EXERCISE
Give back only the lines from the one with "In this exercise you will mark each instance of the tall" through the last line of the data, exactly as they appear.

RAW RECORDS

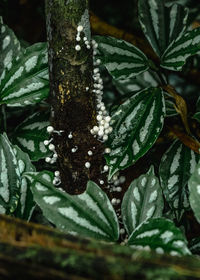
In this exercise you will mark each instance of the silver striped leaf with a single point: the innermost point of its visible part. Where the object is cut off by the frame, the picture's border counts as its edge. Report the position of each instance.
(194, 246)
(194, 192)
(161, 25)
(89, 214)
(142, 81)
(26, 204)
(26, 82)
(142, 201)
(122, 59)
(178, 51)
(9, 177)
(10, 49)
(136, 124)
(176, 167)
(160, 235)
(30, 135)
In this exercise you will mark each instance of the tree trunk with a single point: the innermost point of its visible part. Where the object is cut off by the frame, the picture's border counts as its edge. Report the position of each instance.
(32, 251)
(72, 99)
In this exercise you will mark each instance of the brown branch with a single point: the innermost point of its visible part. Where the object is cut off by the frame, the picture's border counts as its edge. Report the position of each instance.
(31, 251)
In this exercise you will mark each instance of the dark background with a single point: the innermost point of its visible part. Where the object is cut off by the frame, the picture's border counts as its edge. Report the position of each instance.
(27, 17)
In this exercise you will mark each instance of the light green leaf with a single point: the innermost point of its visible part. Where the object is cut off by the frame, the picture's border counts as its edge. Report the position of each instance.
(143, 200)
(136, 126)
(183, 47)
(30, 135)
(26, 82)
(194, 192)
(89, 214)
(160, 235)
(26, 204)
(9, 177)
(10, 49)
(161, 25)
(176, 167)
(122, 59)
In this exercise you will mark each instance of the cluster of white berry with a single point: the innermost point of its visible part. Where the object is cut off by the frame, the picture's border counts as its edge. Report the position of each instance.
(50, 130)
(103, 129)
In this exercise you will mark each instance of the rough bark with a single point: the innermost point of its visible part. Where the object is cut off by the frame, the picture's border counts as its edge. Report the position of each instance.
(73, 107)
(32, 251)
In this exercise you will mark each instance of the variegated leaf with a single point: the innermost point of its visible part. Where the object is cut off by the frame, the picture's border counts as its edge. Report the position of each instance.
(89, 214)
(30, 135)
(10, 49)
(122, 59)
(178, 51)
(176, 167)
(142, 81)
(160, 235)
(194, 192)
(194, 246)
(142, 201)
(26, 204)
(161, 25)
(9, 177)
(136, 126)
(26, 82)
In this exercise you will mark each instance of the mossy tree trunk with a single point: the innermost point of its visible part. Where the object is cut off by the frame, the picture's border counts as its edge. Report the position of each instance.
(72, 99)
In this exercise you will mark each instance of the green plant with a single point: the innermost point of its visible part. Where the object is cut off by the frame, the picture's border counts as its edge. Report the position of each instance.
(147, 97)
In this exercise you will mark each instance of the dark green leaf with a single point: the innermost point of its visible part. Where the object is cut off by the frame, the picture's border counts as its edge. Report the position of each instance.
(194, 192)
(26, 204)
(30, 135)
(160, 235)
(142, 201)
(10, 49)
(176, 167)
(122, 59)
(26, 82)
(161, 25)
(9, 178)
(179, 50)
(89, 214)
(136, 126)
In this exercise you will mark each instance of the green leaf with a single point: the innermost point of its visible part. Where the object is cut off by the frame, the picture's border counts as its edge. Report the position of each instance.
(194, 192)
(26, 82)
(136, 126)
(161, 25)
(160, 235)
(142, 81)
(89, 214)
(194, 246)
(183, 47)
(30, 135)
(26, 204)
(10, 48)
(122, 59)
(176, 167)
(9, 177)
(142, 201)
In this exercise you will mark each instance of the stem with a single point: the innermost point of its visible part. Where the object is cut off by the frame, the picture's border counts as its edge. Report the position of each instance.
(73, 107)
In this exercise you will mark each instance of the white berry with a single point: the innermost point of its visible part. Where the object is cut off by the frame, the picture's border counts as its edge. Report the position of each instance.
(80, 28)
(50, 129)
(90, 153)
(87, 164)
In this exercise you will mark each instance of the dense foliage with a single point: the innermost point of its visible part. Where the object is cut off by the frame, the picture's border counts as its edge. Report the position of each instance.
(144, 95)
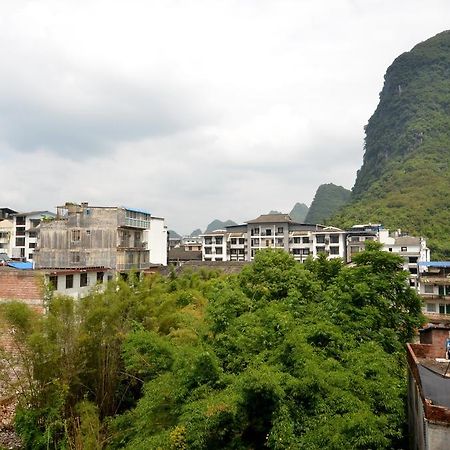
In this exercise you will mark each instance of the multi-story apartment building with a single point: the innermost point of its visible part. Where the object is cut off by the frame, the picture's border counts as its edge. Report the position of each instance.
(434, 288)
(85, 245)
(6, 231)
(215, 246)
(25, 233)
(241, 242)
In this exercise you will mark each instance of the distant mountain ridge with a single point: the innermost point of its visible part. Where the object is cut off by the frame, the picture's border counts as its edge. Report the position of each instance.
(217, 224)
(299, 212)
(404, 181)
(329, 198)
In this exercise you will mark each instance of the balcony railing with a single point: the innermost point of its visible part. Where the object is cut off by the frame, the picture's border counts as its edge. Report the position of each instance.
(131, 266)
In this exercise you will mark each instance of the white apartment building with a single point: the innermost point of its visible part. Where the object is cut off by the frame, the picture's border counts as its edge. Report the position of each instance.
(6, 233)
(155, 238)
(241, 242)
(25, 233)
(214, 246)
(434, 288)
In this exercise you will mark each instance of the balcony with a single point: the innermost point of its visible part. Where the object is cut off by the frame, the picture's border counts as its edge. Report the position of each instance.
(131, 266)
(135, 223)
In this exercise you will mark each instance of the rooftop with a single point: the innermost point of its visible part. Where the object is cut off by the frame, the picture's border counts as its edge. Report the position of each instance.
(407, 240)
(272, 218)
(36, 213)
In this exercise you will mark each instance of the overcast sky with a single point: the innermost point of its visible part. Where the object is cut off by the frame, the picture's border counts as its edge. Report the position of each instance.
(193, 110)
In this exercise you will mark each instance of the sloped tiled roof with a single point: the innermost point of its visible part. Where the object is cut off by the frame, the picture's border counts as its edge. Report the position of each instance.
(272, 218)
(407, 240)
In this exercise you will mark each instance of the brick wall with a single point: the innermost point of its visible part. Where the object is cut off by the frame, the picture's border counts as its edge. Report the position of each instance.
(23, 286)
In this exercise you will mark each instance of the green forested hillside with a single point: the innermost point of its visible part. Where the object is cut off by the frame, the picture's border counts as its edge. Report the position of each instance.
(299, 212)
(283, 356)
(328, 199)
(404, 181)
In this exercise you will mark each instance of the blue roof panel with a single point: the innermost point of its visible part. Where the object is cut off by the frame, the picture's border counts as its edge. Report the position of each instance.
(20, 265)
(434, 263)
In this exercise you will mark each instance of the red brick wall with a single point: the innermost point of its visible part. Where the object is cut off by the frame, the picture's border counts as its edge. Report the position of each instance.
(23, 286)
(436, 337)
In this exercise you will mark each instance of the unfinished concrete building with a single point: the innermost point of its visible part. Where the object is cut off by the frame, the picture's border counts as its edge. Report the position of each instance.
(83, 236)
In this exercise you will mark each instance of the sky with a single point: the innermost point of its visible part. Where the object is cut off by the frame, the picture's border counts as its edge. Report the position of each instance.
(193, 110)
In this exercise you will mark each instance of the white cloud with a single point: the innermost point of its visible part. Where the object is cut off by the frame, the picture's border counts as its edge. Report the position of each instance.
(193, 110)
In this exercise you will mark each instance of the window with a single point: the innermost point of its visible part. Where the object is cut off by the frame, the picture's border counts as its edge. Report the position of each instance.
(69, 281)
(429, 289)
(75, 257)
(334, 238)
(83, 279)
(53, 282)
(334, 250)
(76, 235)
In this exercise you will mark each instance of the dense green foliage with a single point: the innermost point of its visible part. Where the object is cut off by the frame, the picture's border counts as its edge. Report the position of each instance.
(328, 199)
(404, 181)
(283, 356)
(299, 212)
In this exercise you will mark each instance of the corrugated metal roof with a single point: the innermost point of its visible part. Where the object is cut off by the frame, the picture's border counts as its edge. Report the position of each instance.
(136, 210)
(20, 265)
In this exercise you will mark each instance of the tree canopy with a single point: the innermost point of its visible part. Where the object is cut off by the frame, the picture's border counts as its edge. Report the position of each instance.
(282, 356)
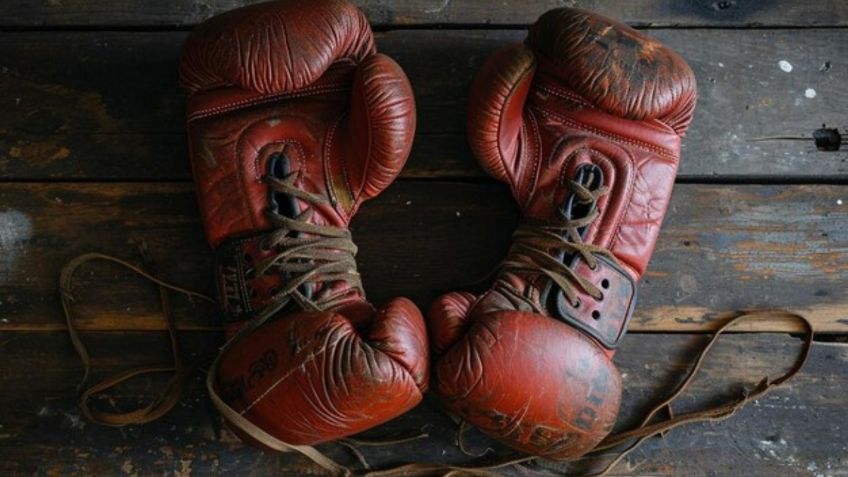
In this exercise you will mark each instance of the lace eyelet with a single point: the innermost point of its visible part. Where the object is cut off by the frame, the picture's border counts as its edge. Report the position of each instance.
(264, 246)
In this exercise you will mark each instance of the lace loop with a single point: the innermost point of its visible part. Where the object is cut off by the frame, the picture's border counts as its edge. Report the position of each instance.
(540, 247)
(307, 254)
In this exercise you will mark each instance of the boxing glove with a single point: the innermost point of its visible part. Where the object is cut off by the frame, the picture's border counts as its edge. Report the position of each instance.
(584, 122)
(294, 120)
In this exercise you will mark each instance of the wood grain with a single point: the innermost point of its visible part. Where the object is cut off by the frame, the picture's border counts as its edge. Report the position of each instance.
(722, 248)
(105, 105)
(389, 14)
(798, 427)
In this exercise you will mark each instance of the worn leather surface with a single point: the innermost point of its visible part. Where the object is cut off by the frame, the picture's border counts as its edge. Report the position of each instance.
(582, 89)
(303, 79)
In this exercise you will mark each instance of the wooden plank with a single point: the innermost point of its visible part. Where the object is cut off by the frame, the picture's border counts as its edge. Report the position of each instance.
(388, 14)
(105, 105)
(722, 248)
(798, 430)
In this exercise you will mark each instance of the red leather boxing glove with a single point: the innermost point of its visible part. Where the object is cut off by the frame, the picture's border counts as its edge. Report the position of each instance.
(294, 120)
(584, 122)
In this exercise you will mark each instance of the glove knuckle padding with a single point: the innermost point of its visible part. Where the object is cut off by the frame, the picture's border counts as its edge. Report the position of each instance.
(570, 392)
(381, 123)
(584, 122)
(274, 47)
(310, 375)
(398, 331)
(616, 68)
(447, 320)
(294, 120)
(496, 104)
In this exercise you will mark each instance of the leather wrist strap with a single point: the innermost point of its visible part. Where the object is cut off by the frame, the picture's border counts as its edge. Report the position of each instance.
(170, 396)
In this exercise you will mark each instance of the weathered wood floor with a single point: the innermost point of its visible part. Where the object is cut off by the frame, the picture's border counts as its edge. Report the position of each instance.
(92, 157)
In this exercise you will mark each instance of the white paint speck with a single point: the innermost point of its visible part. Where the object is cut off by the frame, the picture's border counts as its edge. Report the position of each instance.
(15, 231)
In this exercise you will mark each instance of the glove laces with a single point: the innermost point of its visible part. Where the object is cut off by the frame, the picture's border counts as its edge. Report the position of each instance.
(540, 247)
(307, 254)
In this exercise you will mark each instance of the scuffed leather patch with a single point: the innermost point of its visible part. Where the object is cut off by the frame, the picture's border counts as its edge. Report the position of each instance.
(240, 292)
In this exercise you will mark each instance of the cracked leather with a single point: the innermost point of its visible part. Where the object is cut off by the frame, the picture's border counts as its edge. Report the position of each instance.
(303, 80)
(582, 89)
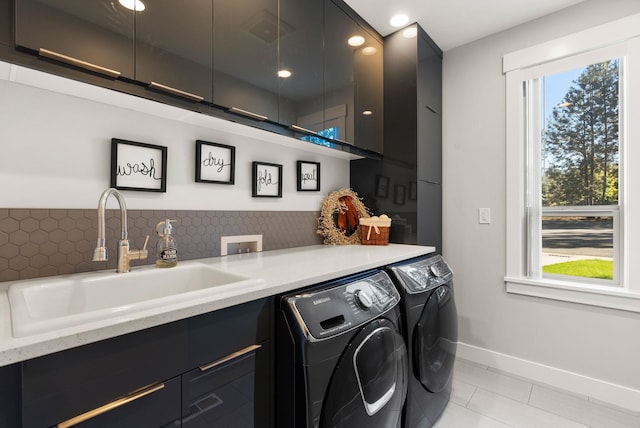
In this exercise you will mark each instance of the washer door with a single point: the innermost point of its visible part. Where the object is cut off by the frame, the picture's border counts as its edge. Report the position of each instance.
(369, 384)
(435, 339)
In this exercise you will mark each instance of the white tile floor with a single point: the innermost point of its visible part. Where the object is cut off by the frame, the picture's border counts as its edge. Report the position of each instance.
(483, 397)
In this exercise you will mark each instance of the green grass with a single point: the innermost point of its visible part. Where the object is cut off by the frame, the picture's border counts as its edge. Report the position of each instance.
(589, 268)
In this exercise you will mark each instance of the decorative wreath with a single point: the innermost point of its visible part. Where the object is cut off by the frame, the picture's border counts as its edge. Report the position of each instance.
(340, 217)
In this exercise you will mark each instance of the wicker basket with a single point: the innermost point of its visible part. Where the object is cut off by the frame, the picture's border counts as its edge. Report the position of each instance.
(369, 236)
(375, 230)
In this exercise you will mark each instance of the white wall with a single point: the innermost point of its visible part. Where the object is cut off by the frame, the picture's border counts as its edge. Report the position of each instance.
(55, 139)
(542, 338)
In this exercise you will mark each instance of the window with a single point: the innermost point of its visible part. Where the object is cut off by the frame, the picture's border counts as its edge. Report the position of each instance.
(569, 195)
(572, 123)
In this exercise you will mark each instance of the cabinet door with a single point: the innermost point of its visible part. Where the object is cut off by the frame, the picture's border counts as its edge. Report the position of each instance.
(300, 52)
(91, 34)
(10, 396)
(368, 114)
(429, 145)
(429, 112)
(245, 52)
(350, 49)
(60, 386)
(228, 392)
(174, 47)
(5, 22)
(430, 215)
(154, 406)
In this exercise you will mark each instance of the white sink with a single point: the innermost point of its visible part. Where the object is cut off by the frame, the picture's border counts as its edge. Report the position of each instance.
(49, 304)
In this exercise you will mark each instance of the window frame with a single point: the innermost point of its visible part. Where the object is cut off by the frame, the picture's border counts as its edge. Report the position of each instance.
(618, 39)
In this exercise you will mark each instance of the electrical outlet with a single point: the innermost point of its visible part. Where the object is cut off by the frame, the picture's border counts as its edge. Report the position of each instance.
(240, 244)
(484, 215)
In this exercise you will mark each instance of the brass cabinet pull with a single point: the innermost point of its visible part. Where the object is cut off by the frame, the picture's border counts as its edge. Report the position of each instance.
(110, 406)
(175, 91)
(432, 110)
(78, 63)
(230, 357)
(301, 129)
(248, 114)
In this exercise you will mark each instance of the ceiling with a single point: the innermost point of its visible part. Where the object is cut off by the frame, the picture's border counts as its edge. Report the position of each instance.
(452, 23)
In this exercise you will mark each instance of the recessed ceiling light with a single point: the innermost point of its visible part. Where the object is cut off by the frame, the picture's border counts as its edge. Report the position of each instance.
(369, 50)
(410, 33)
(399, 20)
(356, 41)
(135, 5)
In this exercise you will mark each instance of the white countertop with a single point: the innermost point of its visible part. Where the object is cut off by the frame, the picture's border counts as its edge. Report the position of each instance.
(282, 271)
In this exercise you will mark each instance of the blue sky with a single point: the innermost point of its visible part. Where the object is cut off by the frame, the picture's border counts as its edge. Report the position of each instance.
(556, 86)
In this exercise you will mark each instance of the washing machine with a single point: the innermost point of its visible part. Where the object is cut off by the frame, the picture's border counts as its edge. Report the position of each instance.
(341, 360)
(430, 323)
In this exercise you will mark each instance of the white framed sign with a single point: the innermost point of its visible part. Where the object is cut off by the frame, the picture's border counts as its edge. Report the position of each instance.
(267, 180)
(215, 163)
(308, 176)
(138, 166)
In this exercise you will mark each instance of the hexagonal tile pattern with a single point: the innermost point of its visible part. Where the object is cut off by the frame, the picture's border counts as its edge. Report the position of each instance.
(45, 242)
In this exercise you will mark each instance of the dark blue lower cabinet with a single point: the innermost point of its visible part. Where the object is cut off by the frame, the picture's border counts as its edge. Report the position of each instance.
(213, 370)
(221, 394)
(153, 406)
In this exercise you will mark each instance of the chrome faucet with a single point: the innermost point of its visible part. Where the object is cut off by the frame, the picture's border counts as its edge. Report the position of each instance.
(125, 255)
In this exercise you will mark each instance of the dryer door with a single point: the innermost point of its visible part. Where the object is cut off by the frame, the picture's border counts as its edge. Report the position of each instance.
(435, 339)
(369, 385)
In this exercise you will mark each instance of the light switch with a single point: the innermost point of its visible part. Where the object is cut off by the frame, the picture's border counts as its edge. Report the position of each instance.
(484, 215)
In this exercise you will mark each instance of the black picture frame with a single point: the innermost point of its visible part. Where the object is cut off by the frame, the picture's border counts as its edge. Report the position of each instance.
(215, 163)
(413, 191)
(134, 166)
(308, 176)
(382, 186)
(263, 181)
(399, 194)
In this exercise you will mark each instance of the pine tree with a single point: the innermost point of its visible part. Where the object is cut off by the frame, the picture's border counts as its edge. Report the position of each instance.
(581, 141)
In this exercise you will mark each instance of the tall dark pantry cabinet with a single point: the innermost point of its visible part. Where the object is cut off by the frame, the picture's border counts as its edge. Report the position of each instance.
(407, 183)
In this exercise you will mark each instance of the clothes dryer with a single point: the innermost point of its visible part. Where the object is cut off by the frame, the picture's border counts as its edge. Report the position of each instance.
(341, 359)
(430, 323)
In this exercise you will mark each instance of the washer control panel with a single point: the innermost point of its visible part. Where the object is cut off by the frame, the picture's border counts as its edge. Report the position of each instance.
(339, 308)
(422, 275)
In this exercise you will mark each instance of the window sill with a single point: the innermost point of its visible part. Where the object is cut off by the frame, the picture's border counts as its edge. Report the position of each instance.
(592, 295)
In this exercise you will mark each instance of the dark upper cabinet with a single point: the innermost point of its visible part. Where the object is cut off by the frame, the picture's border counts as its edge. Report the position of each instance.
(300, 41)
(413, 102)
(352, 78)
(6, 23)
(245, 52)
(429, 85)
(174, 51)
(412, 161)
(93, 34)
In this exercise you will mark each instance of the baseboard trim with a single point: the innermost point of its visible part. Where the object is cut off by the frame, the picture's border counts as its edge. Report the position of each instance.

THE OUTPUT
In this exercise you will mark each instance of the tall dark pantry cabinet with a single point: the innermost point of its visible part. Where the object is cut off by the frame, the picture's border counts as its edge. Report the position of each instance.
(407, 183)
In this exercise you will mark each instance of the clothes dryer with a single point: the innermost point of its visible part. Where the object is cut off by the frame, the picture's border counts as its edge. Report the position of each instance.
(341, 359)
(430, 323)
In this exercise you will mark each instance of the washer control panel with a single point: the innermost point of its visible part. Where the object is cut off by the frame, the picture's border counts as its edge. Report the position of each instance.
(339, 308)
(422, 275)
In this exercise you will mark each instance of the window sill with a single point: the innermost point of its visible part. Where the object is cut off by the frame, the picture's border counts as its edge. Report the position of each instance.
(592, 295)
In this exercise you will mark each instance of the dark upper cabinet with a single point: the innermost point of its visible part. Where the object is cut off by the frame, the picture's border counts as its edge. Report the position of each instance.
(300, 41)
(413, 102)
(352, 78)
(6, 23)
(245, 52)
(429, 85)
(174, 51)
(412, 161)
(93, 34)
In this exercise you will mark each instance of the baseboard trim with a single point: the innermost point of its visible part. Where the object is cut off by the frame, the picture's border counts as its edge. Report the position of each instance.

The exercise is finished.